### YOUR TASK
Beginning with the line that holds "see below |" and ending with the last line below, please copy every line exactly, add nothing, and leave out the pictures.

### DATASET CONTENT ###

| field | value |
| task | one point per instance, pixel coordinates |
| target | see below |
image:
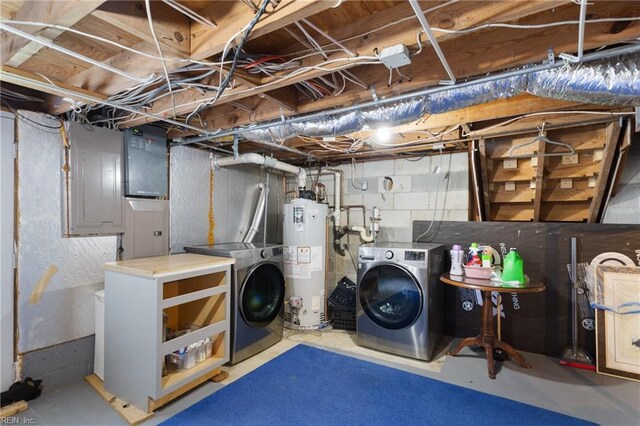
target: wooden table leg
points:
(487, 332)
(487, 338)
(509, 349)
(469, 341)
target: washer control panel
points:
(418, 256)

###

### RESPONSE
| target | see below |
image:
target: wooden table leg
points:
(487, 332)
(487, 338)
(509, 349)
(469, 341)
target: washer control panel
points:
(418, 256)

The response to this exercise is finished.